Data in this exercise: Begin
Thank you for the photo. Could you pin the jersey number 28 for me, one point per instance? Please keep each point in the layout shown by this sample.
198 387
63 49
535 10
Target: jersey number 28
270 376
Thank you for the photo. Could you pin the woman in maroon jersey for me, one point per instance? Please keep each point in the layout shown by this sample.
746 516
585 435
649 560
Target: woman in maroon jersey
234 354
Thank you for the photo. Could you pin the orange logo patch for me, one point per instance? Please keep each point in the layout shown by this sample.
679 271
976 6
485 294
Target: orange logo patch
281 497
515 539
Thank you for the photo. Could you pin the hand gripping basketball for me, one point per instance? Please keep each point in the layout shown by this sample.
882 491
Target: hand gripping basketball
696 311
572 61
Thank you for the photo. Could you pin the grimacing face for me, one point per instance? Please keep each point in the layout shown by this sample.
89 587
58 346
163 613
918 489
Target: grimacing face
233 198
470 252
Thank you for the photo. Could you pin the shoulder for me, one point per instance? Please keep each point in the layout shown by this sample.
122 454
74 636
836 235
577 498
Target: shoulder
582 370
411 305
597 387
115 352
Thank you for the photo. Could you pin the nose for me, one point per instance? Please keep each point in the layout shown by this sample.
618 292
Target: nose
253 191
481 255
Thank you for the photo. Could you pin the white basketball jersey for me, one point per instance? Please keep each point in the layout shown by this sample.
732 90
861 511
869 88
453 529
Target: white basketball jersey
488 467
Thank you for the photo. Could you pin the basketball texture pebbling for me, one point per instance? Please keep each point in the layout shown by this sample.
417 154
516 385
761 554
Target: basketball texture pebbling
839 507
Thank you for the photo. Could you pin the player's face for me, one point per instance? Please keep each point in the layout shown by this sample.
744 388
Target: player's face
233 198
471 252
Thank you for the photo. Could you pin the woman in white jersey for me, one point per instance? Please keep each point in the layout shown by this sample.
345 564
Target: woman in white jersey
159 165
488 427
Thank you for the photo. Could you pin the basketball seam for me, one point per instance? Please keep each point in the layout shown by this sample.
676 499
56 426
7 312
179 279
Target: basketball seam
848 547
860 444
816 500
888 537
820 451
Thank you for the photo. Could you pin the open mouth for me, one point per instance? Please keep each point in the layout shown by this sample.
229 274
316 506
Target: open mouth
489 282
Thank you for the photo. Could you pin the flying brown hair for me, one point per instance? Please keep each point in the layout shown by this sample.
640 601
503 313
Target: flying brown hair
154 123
Data in this exercise: End
| Your objective |
Could you copy out every record above exactly as it appears?

| Output below |
Thank you for the photo. Could you pin the jersey number 28 for me, one point per instance? Please keep each point in the layout shown by this sample.
198 387
63 49
535 10
Target: jersey number 28
270 376
Thank you for the photo. Could you pin the woman in maroon jersey for me, one point per instance? Please keep each point in the layout shown by this sample.
746 516
585 435
649 560
Target: woman in maroon jersey
234 354
Thank you for the photo. Could you pin the orange logo patch for me, one point per instance? Please keep each point in the layout shown by this sample.
679 271
976 6
485 294
Target: orange logo patch
281 497
515 539
Thank you for the photo. Could you pin the hand gripping basketball for me, one point per instance? Please keep each point in the layout shown by this sample.
882 491
Target: hand gripping basketball
696 311
572 61
Thank you for the photo. Could you pin the grimacing face for me, one point per instance? Please keep each point in the layout shown by this sample.
89 587
58 346
163 613
918 489
Target: grimacing face
233 198
470 252
Thank you for the photo. Could you pin the shoulder for me, one point per instance? Please keep each point in the layout shown by this sample.
122 454
74 636
836 235
577 498
Target: shoulder
582 370
411 305
597 387
115 352
Thank you for the photo. Could you pin the nose for me, one point per instance? Please keep each point in the layout shown by this sample.
618 292
Target: nose
253 191
481 255
Thank you for the photo. Could you pin the white basketball jersey for me, one point per instance? Please keep each point in the layout shown by this sample.
732 90
861 511
869 88
453 529
Target: white basketball jersey
488 467
Thank you for the photo. Could you pin the basketball texture pebbling for me, one point per instance? Please keep each point in the layout shown by this sample.
417 154
516 385
761 554
Target: basketball texture pebbling
839 507
Thank you for the photo. Could you pin the player's face for me, one point per instance? Please keep each point in the layout shown by this sample.
744 388
Target: player's face
233 198
471 252
Thank you for the photo. Could you pin the woman in white jersey for me, one point per instance? Please keep each point in the layout shown by this sample.
345 564
Target: woman in white jersey
159 165
488 427
Thank you for the photo. Could you pin the basketball seam for me, one point per instance? Please keep each point in the layout shown by this sample.
676 499
56 426
7 312
179 279
Target: basketball seam
848 547
860 444
816 500
888 537
820 451
Thank you for the photo. Could you pin the open mouth for me, one point per instance? Please keep each point in the layout shown by this sample.
229 274
316 506
Target: open mouth
489 282
Thank you for the photo. Could you pin the flying brown hair for me, one point per instance? Please keep each point in the layout shown by this sample.
640 601
503 313
Target: flying brown hair
154 123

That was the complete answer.